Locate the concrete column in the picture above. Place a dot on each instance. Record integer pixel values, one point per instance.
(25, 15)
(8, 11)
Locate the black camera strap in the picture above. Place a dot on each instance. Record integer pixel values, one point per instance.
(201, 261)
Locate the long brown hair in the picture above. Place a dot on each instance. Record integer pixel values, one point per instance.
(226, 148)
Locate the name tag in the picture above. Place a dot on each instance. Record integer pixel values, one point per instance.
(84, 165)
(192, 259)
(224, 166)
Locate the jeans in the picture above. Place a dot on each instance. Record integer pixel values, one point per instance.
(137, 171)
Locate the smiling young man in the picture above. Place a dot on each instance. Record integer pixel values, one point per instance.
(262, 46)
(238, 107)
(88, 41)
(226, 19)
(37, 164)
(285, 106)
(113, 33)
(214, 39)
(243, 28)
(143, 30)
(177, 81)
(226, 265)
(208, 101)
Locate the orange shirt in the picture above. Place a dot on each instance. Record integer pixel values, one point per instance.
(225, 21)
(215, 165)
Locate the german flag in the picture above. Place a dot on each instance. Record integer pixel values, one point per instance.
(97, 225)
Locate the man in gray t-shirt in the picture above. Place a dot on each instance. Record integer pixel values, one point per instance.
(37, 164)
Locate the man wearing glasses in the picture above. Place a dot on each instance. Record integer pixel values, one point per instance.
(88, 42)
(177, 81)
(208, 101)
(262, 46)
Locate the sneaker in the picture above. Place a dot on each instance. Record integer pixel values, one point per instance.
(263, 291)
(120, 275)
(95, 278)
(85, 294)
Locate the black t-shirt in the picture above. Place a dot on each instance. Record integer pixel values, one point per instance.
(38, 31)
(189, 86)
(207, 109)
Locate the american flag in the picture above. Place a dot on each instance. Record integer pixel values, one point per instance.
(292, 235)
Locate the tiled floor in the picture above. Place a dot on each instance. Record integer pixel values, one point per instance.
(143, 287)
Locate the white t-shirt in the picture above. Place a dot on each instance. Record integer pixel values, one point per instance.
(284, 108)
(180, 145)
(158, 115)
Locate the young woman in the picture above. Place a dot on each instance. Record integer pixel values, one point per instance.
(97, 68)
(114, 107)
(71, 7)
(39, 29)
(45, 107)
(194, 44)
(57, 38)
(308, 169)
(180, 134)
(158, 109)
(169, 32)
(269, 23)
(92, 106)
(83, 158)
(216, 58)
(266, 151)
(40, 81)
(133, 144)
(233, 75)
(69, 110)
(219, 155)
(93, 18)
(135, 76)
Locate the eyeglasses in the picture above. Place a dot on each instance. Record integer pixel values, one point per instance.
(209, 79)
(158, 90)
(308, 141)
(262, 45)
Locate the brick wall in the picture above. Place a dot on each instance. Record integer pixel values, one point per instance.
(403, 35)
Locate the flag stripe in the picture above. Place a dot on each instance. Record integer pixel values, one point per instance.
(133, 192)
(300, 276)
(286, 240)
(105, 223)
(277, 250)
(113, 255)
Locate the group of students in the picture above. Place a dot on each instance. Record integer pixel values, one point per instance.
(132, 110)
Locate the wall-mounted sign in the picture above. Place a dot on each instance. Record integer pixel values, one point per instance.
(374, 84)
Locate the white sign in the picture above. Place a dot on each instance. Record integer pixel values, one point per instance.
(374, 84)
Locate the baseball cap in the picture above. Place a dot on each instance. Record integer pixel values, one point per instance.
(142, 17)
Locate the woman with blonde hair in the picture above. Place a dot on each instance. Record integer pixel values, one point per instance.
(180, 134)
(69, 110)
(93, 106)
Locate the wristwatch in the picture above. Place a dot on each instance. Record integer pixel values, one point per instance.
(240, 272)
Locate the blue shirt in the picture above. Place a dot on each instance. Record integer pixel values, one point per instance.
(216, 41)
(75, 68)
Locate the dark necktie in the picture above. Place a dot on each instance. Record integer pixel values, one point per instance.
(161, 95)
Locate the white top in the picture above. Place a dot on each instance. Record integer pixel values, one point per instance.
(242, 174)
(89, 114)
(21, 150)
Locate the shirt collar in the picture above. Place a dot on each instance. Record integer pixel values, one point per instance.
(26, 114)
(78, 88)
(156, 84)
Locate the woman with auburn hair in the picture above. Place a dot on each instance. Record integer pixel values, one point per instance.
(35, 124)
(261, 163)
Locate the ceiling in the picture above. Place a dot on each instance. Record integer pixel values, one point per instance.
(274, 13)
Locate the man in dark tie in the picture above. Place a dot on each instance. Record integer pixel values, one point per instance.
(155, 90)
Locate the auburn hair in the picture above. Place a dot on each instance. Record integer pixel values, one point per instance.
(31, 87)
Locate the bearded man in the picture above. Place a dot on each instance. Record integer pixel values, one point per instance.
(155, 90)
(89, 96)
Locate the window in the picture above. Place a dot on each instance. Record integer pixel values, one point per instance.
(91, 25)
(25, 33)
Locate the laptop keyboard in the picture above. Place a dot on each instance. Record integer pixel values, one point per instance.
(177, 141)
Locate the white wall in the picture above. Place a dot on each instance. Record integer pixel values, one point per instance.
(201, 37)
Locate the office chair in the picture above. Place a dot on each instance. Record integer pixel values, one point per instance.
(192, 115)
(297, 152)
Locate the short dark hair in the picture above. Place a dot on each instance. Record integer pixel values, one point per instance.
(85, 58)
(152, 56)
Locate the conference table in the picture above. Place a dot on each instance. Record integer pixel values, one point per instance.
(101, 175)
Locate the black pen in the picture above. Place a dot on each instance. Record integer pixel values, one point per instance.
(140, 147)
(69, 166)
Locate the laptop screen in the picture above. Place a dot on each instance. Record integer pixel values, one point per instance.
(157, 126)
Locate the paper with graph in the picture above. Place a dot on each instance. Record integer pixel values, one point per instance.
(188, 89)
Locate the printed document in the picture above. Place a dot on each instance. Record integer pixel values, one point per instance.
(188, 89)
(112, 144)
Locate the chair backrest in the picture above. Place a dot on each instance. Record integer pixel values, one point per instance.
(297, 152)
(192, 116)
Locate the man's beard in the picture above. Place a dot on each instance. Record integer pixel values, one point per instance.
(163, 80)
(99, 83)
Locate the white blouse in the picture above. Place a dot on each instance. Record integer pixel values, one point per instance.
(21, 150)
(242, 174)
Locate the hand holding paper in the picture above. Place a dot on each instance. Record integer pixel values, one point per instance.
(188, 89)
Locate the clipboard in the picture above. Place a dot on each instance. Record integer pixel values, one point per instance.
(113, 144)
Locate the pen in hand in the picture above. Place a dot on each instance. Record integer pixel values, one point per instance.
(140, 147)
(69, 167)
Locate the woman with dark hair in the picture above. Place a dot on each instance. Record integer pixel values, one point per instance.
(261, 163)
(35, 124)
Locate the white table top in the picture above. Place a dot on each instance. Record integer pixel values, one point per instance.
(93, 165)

.....

Objective: Begin at the line that contains "Locate the pen" and stop after the final line. Rewrite those lines, requests included, with every coordinate in the answers multiplied by 0.75 and rounded to a whole number, halves rounding up.

Written reply:
Locate the pen in hand in the picture above. Place a dot on each instance. Record integer pixel values, one point per instance.
(105, 110)
(52, 125)
Locate the woman with dark hair in the picture above. Place a dot on each instance. Record integer pixel values, one point per instance.
(196, 122)
(26, 93)
Locate the white table top in the picture above. Place a dot on each instance. Record integer pixel values, one point per instance.
(70, 124)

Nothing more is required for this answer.